======== Records for this task ========

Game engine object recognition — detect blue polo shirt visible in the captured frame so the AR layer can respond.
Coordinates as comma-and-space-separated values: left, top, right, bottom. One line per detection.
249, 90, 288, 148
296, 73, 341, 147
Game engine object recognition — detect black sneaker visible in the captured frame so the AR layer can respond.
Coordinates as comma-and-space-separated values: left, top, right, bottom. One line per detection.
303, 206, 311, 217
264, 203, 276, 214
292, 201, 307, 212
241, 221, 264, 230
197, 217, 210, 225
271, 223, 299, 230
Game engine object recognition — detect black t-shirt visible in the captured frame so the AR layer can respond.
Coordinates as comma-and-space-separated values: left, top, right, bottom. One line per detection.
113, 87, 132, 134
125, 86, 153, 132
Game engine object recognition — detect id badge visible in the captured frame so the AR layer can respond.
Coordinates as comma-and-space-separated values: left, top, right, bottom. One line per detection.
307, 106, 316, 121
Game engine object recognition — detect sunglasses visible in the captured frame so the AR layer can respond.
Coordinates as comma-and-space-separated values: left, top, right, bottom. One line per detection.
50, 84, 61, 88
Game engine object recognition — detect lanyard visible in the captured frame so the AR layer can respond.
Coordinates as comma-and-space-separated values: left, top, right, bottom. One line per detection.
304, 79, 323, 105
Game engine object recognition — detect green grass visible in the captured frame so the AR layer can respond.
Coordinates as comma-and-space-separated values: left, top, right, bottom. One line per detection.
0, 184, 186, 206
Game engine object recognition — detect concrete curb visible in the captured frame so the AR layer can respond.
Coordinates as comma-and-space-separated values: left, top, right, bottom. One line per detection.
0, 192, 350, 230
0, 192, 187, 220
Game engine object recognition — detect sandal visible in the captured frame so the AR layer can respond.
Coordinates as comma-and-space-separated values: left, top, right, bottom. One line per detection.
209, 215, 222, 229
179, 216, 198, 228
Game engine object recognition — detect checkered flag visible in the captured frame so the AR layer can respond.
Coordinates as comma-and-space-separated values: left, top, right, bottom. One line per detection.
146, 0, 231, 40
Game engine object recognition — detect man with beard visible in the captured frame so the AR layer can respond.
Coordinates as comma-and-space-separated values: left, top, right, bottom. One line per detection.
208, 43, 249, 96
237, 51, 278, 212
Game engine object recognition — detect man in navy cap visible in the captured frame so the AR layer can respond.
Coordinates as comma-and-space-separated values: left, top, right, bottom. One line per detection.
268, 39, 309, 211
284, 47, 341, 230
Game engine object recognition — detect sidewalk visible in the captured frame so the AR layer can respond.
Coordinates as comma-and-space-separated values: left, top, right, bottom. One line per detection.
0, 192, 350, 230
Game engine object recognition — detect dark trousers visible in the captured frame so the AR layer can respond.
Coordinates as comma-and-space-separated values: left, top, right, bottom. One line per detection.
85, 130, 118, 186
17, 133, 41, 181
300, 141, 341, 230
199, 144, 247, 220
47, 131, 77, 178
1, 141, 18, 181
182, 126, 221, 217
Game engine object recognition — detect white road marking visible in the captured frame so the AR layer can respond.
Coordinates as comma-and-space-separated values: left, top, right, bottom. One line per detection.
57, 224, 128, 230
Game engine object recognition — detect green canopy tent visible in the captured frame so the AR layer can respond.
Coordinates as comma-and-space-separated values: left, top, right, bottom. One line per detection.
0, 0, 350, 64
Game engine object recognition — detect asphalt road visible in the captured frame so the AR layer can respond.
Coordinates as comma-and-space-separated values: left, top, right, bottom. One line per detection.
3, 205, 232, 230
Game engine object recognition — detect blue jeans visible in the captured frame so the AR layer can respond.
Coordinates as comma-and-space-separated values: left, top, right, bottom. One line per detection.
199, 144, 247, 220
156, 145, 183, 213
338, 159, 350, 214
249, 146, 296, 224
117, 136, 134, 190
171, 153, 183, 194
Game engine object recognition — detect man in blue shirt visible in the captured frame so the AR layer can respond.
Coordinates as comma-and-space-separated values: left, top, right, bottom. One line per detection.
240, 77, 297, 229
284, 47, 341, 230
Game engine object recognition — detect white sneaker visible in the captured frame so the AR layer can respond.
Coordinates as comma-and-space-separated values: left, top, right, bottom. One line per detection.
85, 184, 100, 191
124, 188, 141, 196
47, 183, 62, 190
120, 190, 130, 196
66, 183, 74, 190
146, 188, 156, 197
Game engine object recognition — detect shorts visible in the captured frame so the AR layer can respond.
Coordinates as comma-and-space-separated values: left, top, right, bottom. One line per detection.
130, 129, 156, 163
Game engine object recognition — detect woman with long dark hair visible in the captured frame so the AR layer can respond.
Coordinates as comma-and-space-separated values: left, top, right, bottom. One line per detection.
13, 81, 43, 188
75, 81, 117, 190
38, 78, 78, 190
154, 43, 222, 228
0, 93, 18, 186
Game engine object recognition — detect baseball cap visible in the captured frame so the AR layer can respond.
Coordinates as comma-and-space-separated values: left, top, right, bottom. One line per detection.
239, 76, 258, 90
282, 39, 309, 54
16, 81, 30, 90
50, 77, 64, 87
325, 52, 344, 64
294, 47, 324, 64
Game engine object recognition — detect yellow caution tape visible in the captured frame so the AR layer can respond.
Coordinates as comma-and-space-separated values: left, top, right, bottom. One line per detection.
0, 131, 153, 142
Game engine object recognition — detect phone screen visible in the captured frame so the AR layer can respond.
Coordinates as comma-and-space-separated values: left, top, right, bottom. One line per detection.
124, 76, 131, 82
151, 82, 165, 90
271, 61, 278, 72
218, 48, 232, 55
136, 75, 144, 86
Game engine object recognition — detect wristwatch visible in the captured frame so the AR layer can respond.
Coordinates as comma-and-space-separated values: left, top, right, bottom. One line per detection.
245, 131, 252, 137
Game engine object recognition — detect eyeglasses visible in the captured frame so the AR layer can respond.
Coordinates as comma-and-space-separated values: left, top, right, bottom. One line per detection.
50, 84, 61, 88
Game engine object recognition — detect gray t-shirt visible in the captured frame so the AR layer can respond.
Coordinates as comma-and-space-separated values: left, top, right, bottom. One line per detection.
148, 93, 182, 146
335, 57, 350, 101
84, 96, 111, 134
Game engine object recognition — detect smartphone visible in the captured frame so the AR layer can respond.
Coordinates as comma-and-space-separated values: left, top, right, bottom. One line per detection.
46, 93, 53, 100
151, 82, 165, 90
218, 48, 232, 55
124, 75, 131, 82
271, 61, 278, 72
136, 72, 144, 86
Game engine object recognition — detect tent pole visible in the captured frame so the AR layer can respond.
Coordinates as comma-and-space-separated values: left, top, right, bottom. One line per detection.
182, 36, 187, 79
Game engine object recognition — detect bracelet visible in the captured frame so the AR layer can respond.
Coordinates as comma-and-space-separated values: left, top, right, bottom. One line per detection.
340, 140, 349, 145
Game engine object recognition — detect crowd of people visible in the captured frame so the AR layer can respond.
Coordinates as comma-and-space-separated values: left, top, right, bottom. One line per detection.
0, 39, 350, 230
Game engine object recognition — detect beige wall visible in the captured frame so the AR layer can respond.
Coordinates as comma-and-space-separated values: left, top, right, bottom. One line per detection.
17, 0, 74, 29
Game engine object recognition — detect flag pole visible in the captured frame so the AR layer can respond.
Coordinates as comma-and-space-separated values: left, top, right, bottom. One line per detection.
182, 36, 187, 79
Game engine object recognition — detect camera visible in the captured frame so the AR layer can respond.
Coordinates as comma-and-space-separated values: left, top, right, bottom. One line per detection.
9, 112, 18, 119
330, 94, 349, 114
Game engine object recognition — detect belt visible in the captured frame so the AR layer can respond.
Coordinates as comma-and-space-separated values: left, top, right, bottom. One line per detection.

========

**Task details:** Recast every line of the data above as a JSON array of strings, one string per line, and omit any blank lines.

**Exercise solution:**
[
  "Game engine object recognition — detect blue polo shirt visible in the captured frame so the AR layer can respond.",
  "Coordinates as comma-and-space-separated values: left, top, right, bottom. One line per detection.",
  "249, 90, 288, 148",
  "296, 73, 341, 147",
  "Game engine object recognition — detect black sneaker visible in the captured frame so the AR layer can respond.",
  "Coordinates as comma-and-space-separated values: left, top, right, bottom. One line per detection.",
  "303, 206, 311, 217",
  "264, 203, 276, 214",
  "292, 201, 307, 212",
  "241, 221, 264, 230",
  "197, 217, 210, 225",
  "271, 223, 299, 230",
  "Game engine object recognition — detect black t-shirt visible in the captured frame so the AR layer can respond.",
  "Coordinates as comma-and-space-separated values: left, top, right, bottom. One line per detection.",
  "113, 87, 132, 134",
  "125, 86, 153, 132",
  "Game engine object recognition — detect id badge visible in the captured frame so the AR layer can respond.",
  "Coordinates as comma-and-space-separated values: left, top, right, bottom. One line per detection.",
  "307, 106, 316, 121",
  "Game engine object recognition — detect sunglasses visible in the captured frame so the AR layer can respond.",
  "Coordinates as comma-and-space-separated values: left, top, right, bottom. One line per detection.",
  "50, 84, 61, 88",
  "Game engine object recognition — detect lanyard visible in the captured frame so the AR layer can respond.",
  "Coordinates as comma-and-space-separated values: left, top, right, bottom. One line per detection.",
  "304, 79, 323, 105",
  "Game engine object recognition — detect green grass visible in the captured frame so the AR layer can respond.",
  "Coordinates as comma-and-space-separated values: left, top, right, bottom. One line per detection.",
  "0, 184, 186, 206",
  "Game engine object recognition — detect concrete curb visible in the captured frame so the AR layer can respond.",
  "Coordinates as comma-and-space-separated values: left, top, right, bottom. One line per detection.",
  "0, 192, 350, 230",
  "0, 192, 187, 220",
  "Game engine object recognition — detect sandal visible in the captured frame so the AR layer can respond.",
  "Coordinates as comma-and-space-separated values: left, top, right, bottom. One line per detection.",
  "209, 215, 222, 229",
  "179, 216, 198, 228",
  "Game engine object recognition — detect checkered flag visible in the captured frame so the AR layer can respond.",
  "Coordinates as comma-and-space-separated values: left, top, right, bottom. One line per detection.",
  "146, 0, 231, 40",
  "Game engine object recognition — detect man with beard visible in the captured frame so the AR layer can respond.",
  "Coordinates as comma-and-space-separated values: left, top, right, bottom. One line per detection.",
  "208, 43, 249, 96",
  "237, 51, 278, 212",
  "Game engine object recognition — detect man in navy cap visible in the captured frame so the AR layer can respond.",
  "Coordinates as comma-and-space-separated values: left, top, right, bottom. One line per detection.",
  "268, 39, 309, 211",
  "284, 47, 341, 230",
  "Game engine object recognition — detect sidewalk visible in the captured frame so the AR layer can respond.",
  "Coordinates as comma-and-space-separated values: left, top, right, bottom. One line per detection.",
  "0, 192, 350, 230",
  "Game engine object recognition — detect dark trousers visible in the captured frame so the AR layer can respond.",
  "Coordinates as comma-and-space-separated values: left, top, right, bottom. One line per detection.",
  "85, 130, 118, 186",
  "17, 133, 41, 181",
  "300, 141, 341, 230",
  "199, 144, 247, 220",
  "47, 131, 77, 178",
  "1, 141, 18, 181",
  "182, 126, 221, 217",
  "Game engine object recognition — detect white road marking visible in the captured frame so the AR layer can respond.",
  "Coordinates as comma-and-space-separated values: left, top, right, bottom. One line per detection.",
  "57, 224, 128, 230",
  "Game engine object recognition — detect green canopy tent visible in the captured frame so the AR layer can respond.",
  "Coordinates as comma-and-space-separated values: left, top, right, bottom. One line per detection.",
  "0, 0, 350, 64",
  "Game engine object recognition — detect asphalt road visible in the captured frame so the AR layer can respond.",
  "Coordinates as comma-and-space-separated values: left, top, right, bottom. One line per detection.",
  "3, 205, 232, 230",
  "Game engine object recognition — detect blue jeans visible in the captured frame so the AR layer can respond.",
  "Coordinates as comma-and-space-separated values: left, top, right, bottom. One line per detection.",
  "199, 144, 247, 220",
  "156, 145, 183, 213",
  "338, 159, 350, 214",
  "249, 146, 296, 224",
  "117, 136, 134, 190",
  "171, 153, 183, 194",
  "Game engine object recognition — detect man in blue shirt visible in the captured frame so the AR layer can respond.",
  "Coordinates as comma-and-space-separated values: left, top, right, bottom. One line per detection.",
  "240, 77, 297, 229",
  "284, 47, 341, 230",
  "Game engine object recognition — detect white sneaker visible in the captured frame so the AR layer can respond.",
  "Coordinates as comma-and-space-separated values: left, top, right, bottom. One line per detection.",
  "85, 184, 100, 191",
  "124, 188, 141, 196",
  "47, 183, 62, 190",
  "120, 190, 130, 196",
  "66, 183, 74, 190",
  "146, 188, 156, 197",
  "Game engine object recognition — detect shorts visible in the captured frame so the AR layer can respond.",
  "Coordinates as comma-and-space-separated values: left, top, right, bottom. One line per detection.",
  "130, 129, 156, 163",
  "Game engine object recognition — detect woman with long dark hair visible in the captured frame so the AR layer can respond.",
  "Coordinates as comma-and-space-separated values: left, top, right, bottom. One line per detection.",
  "13, 81, 43, 188",
  "75, 81, 117, 190",
  "38, 78, 78, 190",
  "154, 43, 222, 228",
  "0, 93, 18, 186",
  "Game engine object recognition — detect baseball cap visible in the captured frame so the AR layer can respond.",
  "Coordinates as comma-and-space-separated values: left, top, right, bottom. One line per detection.",
  "239, 76, 258, 90",
  "282, 39, 309, 54",
  "16, 81, 30, 90",
  "50, 77, 64, 87",
  "325, 52, 344, 64",
  "294, 47, 324, 64",
  "Game engine object recognition — detect yellow caution tape visible in the captured frame so the AR layer can respond.",
  "Coordinates as comma-and-space-separated values: left, top, right, bottom. One line per detection.",
  "0, 131, 153, 142",
  "Game engine object recognition — detect phone screen visible in the captured frame so the AR layer can respond.",
  "Coordinates as comma-and-space-separated values: left, top, right, bottom. One line per detection.",
  "124, 76, 131, 82",
  "151, 82, 165, 90",
  "271, 61, 278, 72",
  "218, 48, 232, 55",
  "136, 75, 144, 86",
  "Game engine object recognition — detect wristwatch visible in the captured frame so the AR layer can respond.",
  "Coordinates as comma-and-space-separated values: left, top, right, bottom. One line per detection.",
  "245, 131, 252, 137",
  "Game engine object recognition — detect eyeglasses visible in the captured frame so the AR layer can respond.",
  "Coordinates as comma-and-space-separated values: left, top, right, bottom. One line per detection.",
  "50, 84, 61, 88",
  "Game engine object recognition — detect gray t-shirt visible in the captured frame so the AR layer can respond.",
  "Coordinates as comma-and-space-separated values: left, top, right, bottom. One line per detection.",
  "148, 93, 182, 146",
  "335, 57, 350, 101",
  "84, 96, 111, 134",
  "Game engine object recognition — detect smartphone visible in the captured frame so the AR layer can respond.",
  "Coordinates as comma-and-space-separated values: left, top, right, bottom. One line per detection.",
  "46, 93, 53, 100",
  "151, 82, 165, 90",
  "218, 48, 232, 55",
  "124, 75, 131, 82",
  "271, 61, 278, 72",
  "136, 72, 144, 86",
  "Game engine object recognition — detect tent pole visible in the captured frame so the AR layer can respond.",
  "Coordinates as comma-and-space-separated values: left, top, right, bottom. One line per detection.",
  "182, 36, 187, 79",
  "Game engine object recognition — detect bracelet visible in the captured frame so the AR layer can respond.",
  "Coordinates as comma-and-space-separated values: left, top, right, bottom. One line per detection.",
  "340, 140, 349, 145",
  "Game engine object recognition — detect crowd of people visible in the captured frame so the AR layer can respond.",
  "Coordinates as comma-and-space-separated values: left, top, right, bottom. One line per detection.",
  "0, 39, 350, 230",
  "Game engine object recognition — detect beige wall visible in the captured frame so the AR layer can respond.",
  "Coordinates as comma-and-space-separated values: left, top, right, bottom. One line per detection.",
  "17, 0, 74, 29",
  "Game engine object recognition — detect flag pole visible in the captured frame so the AR layer can respond.",
  "Coordinates as comma-and-space-separated values: left, top, right, bottom. One line per detection.",
  "182, 36, 187, 79",
  "Game engine object recognition — detect camera visible in the captured frame so the AR layer can respond.",
  "Coordinates as comma-and-space-separated values: left, top, right, bottom. One line per detection.",
  "9, 112, 18, 119",
  "330, 94, 349, 114",
  "Game engine object recognition — detect belt visible in the captured frame so the AR layer can respond.",
  "Coordinates as comma-and-space-separated values: left, top, right, bottom. One line per detection."
]